Your instructions ▸
Reproduce the lines below exactly, starting at the one containing "lamp post? Thanks so much for doing this." and stopping at the final line.
(Supplied records)
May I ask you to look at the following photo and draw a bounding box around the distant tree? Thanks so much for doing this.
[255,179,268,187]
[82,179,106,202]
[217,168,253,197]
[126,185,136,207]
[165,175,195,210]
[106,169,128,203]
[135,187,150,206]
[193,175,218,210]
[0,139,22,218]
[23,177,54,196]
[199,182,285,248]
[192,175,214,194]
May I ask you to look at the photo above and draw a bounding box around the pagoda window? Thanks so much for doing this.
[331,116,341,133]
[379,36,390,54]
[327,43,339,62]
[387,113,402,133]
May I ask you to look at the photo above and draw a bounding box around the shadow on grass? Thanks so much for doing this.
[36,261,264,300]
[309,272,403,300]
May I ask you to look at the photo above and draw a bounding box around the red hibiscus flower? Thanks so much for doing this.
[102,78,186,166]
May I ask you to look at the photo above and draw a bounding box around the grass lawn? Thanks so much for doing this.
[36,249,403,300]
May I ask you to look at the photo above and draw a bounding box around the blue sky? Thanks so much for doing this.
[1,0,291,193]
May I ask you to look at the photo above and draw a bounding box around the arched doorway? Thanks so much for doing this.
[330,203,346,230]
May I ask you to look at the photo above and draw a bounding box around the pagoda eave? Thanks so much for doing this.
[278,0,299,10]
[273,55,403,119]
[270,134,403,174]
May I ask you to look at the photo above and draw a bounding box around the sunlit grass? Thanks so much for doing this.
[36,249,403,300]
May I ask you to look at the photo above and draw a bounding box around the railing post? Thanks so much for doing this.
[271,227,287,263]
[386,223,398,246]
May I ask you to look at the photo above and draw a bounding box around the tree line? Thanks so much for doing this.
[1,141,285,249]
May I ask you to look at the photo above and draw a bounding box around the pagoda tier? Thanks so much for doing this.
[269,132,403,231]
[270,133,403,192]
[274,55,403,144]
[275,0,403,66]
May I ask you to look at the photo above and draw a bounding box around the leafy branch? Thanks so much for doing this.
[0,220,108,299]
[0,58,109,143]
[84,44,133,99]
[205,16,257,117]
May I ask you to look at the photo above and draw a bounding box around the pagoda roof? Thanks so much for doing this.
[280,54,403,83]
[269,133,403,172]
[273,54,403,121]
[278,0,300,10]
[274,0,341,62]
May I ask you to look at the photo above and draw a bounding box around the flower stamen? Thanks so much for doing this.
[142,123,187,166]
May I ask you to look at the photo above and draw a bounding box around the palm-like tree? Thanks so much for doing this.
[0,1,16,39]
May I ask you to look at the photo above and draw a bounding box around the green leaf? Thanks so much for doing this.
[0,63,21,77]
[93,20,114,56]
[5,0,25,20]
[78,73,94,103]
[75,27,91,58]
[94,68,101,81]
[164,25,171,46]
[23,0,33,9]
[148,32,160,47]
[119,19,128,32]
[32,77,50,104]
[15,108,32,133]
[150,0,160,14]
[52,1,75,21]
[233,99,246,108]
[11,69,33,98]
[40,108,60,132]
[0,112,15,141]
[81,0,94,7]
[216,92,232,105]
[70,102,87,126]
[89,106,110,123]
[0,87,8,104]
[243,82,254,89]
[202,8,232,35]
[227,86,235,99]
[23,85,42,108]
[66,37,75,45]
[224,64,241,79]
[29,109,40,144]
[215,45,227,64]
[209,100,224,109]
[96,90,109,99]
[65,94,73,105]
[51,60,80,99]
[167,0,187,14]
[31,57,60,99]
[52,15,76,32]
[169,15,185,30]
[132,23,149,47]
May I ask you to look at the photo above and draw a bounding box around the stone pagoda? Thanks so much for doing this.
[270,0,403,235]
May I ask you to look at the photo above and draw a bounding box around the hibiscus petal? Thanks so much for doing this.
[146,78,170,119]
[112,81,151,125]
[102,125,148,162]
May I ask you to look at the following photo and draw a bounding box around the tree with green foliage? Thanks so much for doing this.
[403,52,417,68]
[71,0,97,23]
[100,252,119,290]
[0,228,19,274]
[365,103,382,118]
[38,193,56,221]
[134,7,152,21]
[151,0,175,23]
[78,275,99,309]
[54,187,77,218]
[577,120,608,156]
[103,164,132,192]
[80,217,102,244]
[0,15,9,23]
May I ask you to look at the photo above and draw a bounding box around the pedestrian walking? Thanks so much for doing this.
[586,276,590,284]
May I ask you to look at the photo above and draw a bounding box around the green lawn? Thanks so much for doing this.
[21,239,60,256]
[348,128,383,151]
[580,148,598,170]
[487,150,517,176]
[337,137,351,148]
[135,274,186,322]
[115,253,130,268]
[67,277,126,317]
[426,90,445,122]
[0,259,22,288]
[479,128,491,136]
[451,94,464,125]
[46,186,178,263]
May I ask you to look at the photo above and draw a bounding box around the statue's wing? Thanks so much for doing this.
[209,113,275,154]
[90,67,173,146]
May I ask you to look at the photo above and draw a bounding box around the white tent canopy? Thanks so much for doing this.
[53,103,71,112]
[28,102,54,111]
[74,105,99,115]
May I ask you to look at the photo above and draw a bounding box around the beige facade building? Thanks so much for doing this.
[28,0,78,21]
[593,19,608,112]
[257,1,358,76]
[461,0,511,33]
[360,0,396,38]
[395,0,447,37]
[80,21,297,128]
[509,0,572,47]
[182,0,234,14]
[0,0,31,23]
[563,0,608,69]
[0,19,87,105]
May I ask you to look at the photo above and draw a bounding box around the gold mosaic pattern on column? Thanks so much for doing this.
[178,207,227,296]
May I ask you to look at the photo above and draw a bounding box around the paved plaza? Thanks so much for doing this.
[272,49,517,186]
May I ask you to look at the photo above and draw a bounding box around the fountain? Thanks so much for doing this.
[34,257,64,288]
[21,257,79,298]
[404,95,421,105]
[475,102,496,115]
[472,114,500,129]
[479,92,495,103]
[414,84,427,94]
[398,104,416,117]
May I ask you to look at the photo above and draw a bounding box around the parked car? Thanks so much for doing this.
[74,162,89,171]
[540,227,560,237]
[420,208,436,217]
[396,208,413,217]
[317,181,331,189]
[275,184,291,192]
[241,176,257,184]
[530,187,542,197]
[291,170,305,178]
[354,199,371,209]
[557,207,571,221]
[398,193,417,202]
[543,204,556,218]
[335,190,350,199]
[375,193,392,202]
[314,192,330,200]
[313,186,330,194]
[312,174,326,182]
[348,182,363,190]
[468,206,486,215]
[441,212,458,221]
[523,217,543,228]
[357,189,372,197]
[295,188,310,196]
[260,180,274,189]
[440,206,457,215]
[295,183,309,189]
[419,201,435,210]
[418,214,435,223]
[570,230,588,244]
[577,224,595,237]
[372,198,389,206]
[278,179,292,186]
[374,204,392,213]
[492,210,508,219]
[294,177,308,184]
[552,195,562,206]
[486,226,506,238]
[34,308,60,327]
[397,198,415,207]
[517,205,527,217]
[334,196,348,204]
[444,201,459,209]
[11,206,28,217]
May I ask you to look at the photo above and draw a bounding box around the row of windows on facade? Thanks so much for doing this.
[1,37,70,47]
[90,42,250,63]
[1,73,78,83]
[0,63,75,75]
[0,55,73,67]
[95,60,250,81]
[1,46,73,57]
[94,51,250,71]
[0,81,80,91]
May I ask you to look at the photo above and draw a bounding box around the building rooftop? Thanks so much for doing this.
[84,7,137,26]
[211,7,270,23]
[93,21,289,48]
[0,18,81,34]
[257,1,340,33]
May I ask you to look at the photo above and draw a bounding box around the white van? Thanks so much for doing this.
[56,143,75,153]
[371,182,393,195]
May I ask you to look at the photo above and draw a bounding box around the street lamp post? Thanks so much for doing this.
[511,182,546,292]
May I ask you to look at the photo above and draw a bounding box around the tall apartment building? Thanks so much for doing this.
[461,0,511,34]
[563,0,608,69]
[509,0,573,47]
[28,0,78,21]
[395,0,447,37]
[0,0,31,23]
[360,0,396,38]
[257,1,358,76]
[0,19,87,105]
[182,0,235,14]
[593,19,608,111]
(End Supplied records)
Result of this task ▸
May I ask you to look at the photo above and draw a bounding box around the street lamp post? Thanks so much for doing this.
[511,182,546,292]
May I ask you to look at the photo above and draw a bounding box around the tall apartment building? Thanks so much for doing this.
[461,0,511,34]
[563,0,608,69]
[509,0,573,47]
[28,0,78,21]
[395,0,447,37]
[0,0,31,23]
[360,0,396,38]
[257,1,358,76]
[0,19,87,105]
[182,0,235,14]
[593,19,608,111]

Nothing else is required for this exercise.